**Recorded information:**
============================================================

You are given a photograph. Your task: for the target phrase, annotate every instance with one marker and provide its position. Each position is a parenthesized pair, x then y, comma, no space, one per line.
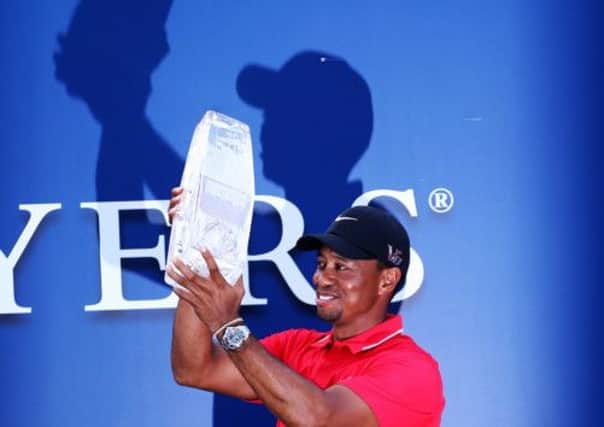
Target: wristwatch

============================================================

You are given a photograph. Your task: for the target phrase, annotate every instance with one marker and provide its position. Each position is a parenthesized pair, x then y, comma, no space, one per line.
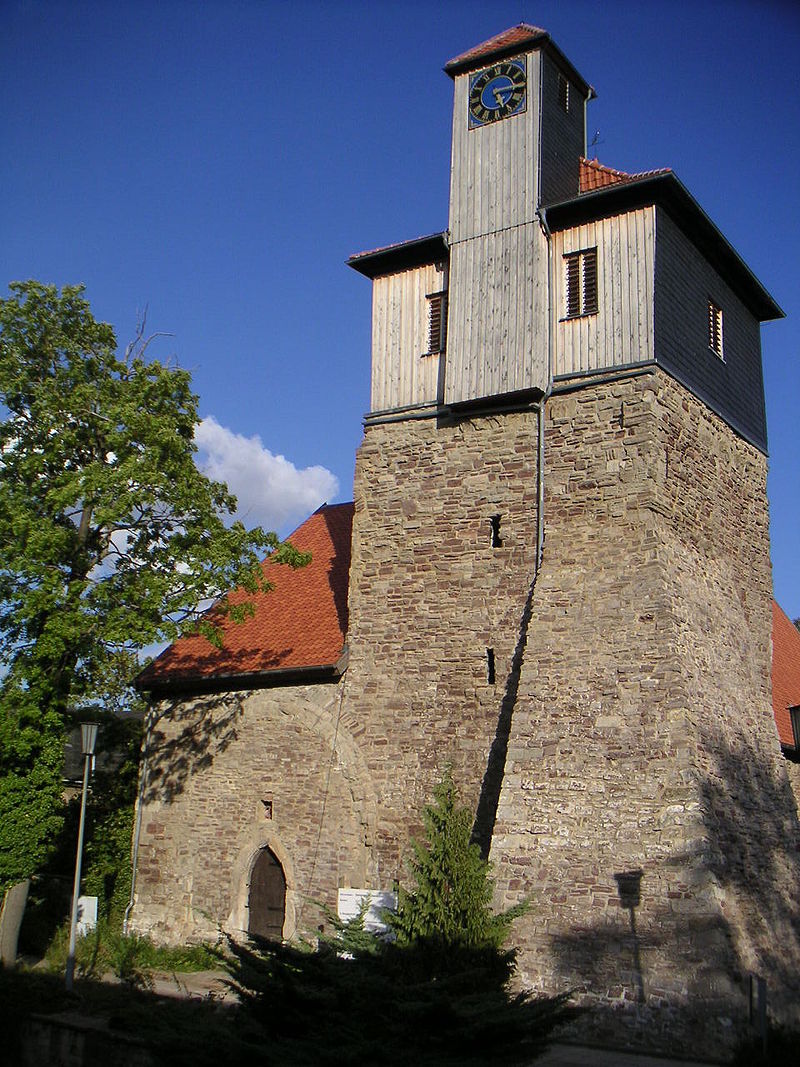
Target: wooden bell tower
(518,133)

============================================================

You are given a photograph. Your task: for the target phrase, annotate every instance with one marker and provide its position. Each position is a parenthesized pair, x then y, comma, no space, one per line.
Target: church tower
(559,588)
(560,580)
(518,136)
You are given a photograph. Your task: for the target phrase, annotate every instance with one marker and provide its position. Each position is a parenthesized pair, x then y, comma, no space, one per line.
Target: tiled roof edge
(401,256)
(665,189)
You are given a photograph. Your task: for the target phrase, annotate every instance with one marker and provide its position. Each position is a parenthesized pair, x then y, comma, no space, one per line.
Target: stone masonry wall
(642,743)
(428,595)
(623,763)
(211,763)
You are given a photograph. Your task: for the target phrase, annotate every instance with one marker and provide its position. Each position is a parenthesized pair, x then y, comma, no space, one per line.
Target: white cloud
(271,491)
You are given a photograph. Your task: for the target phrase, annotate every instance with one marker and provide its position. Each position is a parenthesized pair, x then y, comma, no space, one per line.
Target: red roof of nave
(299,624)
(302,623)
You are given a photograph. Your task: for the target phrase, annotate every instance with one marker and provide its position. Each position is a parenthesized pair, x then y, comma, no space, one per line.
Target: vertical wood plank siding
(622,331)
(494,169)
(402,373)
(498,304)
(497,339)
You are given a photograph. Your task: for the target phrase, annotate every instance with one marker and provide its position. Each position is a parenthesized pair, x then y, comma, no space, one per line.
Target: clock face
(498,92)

============================================================

**What is needed:**
Which lines in the rows above contain the string "tower", with case counting? Gather every one of them and copy each line in full.

**Exercise answer:**
Target: wooden bell tower
Target: church tower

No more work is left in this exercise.